### [WRITTEN INSTRUCTION]
Starting at the beginning of the material and ending at the line that contains "<point>308,275</point>", reproduce every line, instructions included, and scale each point coordinate in the answers by 0.4, rounding to whole numbers with halves rounded up. Omit the pictures.

### [AVAILABLE RECORDS]

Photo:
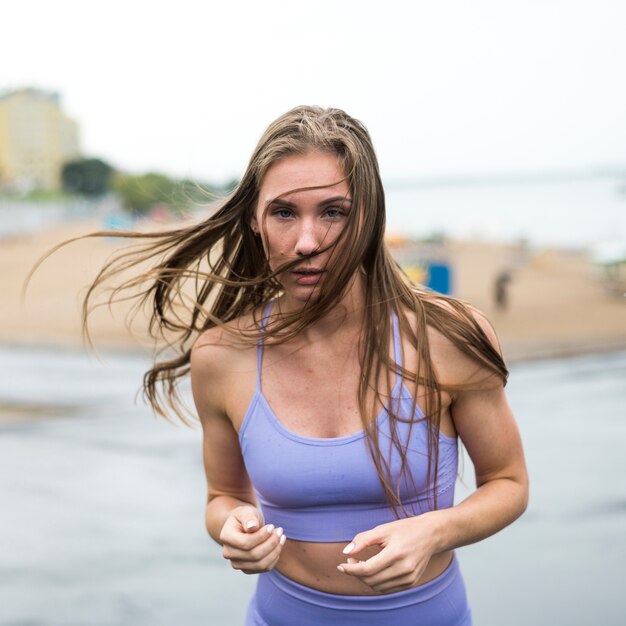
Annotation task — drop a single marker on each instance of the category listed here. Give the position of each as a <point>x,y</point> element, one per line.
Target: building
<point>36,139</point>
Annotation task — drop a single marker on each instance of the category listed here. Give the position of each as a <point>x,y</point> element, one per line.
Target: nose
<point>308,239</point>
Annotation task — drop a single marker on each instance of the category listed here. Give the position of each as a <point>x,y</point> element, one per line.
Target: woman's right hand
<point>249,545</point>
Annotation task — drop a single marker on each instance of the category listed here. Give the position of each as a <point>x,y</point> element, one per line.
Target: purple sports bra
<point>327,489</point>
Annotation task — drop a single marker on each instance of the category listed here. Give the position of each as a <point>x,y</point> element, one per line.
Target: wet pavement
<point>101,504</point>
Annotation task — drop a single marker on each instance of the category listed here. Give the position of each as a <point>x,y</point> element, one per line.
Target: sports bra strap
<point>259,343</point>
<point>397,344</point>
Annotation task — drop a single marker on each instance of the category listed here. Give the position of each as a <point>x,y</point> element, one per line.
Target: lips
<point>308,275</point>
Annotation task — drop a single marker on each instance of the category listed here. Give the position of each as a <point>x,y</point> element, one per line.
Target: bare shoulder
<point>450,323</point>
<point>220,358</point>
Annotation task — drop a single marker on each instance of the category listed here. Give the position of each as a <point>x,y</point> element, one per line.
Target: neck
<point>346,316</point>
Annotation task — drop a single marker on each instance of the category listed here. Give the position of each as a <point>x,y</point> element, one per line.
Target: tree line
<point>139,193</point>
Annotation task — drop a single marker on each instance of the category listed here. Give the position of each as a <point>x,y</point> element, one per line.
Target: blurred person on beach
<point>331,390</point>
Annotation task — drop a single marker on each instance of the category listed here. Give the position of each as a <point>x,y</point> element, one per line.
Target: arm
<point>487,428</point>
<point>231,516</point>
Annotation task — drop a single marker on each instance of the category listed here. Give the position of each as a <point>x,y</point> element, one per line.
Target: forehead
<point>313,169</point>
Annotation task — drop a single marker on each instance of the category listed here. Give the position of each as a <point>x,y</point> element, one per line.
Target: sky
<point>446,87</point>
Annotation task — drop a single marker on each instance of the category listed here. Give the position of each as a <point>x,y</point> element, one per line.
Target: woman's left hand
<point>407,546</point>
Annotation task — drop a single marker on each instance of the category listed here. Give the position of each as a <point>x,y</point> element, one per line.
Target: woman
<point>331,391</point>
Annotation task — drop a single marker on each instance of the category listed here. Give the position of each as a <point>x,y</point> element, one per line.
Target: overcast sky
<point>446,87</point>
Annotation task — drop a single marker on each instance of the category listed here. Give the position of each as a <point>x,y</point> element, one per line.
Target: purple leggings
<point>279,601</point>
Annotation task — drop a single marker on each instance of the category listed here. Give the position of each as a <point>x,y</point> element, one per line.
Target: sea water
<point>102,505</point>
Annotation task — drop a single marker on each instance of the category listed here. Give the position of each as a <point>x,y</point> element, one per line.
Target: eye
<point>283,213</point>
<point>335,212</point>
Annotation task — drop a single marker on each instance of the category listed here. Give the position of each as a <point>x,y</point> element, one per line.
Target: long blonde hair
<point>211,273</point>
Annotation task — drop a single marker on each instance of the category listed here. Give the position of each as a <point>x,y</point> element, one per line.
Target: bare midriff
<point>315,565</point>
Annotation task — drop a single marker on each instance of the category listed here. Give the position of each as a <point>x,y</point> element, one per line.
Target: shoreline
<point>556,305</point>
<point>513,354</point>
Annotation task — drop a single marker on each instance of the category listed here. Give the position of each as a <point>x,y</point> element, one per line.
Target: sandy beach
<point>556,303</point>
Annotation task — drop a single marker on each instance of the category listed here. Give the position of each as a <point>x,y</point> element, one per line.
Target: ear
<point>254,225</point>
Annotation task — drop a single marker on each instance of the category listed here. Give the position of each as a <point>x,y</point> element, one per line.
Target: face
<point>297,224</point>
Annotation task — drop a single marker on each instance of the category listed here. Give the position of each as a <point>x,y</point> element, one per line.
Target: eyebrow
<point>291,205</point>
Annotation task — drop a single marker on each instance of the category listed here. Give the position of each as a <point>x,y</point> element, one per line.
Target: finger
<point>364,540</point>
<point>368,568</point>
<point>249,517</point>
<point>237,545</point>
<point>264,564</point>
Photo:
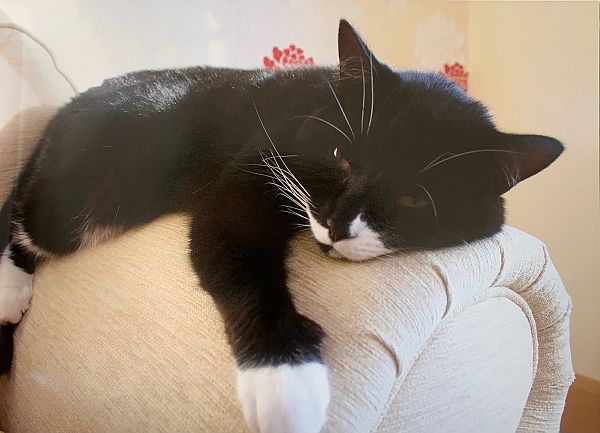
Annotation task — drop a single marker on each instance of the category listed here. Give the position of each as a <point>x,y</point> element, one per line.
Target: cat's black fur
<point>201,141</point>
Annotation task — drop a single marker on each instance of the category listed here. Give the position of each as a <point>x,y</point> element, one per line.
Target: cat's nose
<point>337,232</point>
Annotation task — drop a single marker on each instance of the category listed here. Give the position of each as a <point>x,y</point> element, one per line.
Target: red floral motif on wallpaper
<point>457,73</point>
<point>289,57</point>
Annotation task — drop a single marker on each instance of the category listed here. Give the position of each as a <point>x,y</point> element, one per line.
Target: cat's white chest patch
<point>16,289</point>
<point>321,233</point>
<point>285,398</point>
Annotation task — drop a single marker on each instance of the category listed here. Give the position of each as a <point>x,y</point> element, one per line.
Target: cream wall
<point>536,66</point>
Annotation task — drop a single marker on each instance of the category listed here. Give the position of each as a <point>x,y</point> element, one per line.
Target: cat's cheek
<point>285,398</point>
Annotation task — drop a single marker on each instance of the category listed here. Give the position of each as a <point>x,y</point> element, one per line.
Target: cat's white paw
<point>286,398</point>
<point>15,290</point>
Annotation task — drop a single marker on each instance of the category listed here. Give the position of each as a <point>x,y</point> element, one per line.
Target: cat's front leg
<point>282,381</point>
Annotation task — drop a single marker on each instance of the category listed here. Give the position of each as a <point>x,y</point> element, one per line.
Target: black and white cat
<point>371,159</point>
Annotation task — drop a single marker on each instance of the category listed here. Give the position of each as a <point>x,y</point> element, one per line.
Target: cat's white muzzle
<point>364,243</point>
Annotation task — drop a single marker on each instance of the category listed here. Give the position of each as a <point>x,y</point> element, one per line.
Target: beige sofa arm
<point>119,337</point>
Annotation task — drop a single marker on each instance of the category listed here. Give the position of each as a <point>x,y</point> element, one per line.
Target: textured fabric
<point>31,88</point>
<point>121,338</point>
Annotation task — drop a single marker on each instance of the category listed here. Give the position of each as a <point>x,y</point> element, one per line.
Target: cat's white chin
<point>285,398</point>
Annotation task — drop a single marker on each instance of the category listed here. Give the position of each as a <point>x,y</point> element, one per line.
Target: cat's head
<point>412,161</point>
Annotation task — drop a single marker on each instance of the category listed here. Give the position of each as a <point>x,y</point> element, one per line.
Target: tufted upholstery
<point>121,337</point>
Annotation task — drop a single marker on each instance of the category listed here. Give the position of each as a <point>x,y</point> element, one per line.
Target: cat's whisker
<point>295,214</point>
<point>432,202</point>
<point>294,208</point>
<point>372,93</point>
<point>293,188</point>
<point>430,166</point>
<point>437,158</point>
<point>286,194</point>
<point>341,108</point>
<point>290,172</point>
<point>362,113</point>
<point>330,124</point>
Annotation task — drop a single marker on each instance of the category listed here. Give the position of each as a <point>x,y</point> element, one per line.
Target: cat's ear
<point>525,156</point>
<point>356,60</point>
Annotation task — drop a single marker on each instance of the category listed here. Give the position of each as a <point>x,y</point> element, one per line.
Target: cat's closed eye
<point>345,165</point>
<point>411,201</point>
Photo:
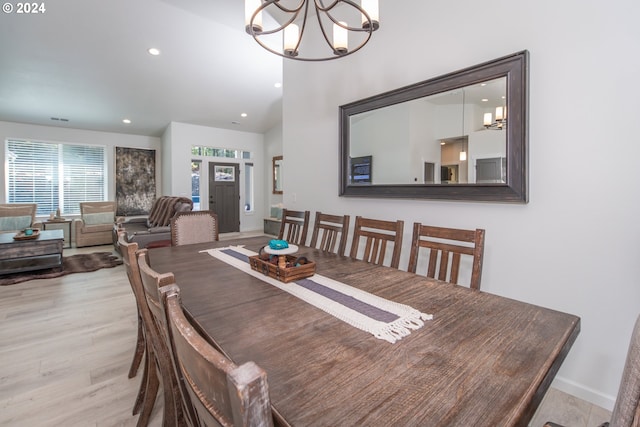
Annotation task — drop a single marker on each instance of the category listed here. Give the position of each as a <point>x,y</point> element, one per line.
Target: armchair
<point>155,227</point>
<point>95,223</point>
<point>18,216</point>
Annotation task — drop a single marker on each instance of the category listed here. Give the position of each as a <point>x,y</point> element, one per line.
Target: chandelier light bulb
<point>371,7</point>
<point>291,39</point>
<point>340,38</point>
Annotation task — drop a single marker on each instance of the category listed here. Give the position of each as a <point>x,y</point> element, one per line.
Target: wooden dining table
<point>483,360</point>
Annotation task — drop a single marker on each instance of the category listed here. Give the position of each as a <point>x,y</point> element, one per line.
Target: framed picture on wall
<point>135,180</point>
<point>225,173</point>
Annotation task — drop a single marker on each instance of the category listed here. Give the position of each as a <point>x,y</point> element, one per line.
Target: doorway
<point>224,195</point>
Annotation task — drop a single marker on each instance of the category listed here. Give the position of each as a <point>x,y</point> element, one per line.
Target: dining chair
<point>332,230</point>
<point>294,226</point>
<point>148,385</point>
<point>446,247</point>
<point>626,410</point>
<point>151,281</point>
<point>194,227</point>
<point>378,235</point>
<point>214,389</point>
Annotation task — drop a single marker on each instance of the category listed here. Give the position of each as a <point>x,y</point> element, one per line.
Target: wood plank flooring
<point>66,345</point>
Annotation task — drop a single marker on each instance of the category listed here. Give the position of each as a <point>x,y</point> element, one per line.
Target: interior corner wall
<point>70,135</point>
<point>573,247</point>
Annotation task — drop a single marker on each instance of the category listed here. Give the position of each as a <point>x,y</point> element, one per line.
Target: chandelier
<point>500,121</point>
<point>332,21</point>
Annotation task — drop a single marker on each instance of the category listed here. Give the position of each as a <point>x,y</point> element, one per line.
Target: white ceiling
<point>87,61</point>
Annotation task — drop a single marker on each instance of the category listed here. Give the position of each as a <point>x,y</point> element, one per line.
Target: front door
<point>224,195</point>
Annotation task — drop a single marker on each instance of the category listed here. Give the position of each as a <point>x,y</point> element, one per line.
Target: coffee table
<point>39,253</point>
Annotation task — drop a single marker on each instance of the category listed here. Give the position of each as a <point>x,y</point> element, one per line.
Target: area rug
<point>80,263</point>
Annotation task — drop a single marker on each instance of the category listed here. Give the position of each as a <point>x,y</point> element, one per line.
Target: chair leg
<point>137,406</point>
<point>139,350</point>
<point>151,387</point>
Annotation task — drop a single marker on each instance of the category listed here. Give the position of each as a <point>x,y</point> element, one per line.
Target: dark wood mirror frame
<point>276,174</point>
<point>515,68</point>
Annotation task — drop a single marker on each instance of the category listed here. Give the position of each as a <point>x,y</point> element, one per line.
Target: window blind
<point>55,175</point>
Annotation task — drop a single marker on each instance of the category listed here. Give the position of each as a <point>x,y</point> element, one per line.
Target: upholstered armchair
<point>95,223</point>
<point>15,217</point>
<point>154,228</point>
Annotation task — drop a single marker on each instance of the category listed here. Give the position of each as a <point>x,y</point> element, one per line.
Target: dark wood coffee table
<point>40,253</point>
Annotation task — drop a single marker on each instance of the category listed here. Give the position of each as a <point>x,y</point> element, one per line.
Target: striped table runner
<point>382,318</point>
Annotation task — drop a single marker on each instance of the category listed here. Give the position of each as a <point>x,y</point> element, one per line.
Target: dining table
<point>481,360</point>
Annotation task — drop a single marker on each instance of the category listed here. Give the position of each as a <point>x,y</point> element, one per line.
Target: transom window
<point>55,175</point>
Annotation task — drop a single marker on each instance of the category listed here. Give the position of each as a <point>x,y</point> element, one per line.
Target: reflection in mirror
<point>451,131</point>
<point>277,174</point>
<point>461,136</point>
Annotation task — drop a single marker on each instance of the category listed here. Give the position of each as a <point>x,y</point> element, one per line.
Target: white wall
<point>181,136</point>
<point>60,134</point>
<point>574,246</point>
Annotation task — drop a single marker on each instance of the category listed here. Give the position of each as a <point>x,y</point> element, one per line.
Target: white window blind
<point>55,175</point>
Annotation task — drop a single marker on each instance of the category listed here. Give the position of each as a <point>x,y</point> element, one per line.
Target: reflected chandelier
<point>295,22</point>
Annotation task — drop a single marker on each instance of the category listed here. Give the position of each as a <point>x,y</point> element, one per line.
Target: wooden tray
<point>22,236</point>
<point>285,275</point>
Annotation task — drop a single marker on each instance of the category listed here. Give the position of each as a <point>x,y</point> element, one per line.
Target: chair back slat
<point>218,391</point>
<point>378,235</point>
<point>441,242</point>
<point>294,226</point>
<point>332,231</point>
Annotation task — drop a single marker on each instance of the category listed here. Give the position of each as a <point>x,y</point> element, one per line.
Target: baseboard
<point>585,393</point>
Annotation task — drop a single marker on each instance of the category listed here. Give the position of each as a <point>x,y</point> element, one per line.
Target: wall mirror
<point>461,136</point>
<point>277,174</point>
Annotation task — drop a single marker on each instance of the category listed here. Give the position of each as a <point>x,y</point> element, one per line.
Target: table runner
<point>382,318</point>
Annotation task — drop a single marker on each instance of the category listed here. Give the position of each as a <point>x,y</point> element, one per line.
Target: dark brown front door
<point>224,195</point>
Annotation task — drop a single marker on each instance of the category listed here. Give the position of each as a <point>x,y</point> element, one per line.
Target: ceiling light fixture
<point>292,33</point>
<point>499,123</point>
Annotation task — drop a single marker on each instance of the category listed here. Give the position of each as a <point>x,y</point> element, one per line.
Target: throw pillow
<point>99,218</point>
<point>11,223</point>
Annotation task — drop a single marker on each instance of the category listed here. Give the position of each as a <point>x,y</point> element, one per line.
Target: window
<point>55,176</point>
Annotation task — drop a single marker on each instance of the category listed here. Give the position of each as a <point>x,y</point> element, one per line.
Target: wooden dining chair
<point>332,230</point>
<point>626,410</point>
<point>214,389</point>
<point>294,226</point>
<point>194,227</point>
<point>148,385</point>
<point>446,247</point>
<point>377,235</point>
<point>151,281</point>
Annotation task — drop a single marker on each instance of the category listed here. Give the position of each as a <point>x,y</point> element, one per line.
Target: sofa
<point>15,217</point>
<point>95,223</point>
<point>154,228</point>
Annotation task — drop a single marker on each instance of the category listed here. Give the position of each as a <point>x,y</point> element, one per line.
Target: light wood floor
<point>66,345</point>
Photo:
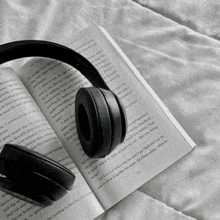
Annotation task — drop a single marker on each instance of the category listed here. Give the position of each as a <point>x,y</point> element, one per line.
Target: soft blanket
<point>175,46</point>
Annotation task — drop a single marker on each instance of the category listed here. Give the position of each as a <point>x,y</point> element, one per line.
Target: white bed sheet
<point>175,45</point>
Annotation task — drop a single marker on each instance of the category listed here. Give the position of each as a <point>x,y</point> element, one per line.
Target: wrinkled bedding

### [ANSWER FOR THIS EXERCISE]
Photo:
Annotation task — drop a single marker on each instance of the category listed here. Give the position of each as a <point>x,y</point> element, one per line.
Target: building
<point>14,56</point>
Annotation task — drop a single marker on each instance of the category listed here. Give the position of each as a <point>x,y</point> element, one per line.
Target: nose
<point>123,96</point>
Annotation task — drop a single marker on each instance of the category listed here. Give the position of each as a <point>x,y</point> element, one per line.
Target: woman's right hand
<point>100,218</point>
Annotation task — drop a single marker on each instance of the category listed here. Give the position of each as a <point>x,y</point> element, one per line.
Target: purple sports bra
<point>131,196</point>
Annotation task — drop a single marker on each instance of the category listed here. Give the position of each as a <point>x,y</point> element, one per line.
Target: wet pavement
<point>40,202</point>
Annotation task — drop a single marker on each instance of the category listed here. Give the position of each as a <point>x,y</point> element, one per line.
Target: sports bra strap
<point>104,137</point>
<point>159,138</point>
Annotation task — drop a single marker on each instance of the category listed here. Give the position of each as a <point>x,y</point> element, one per line.
Target: lips
<point>123,110</point>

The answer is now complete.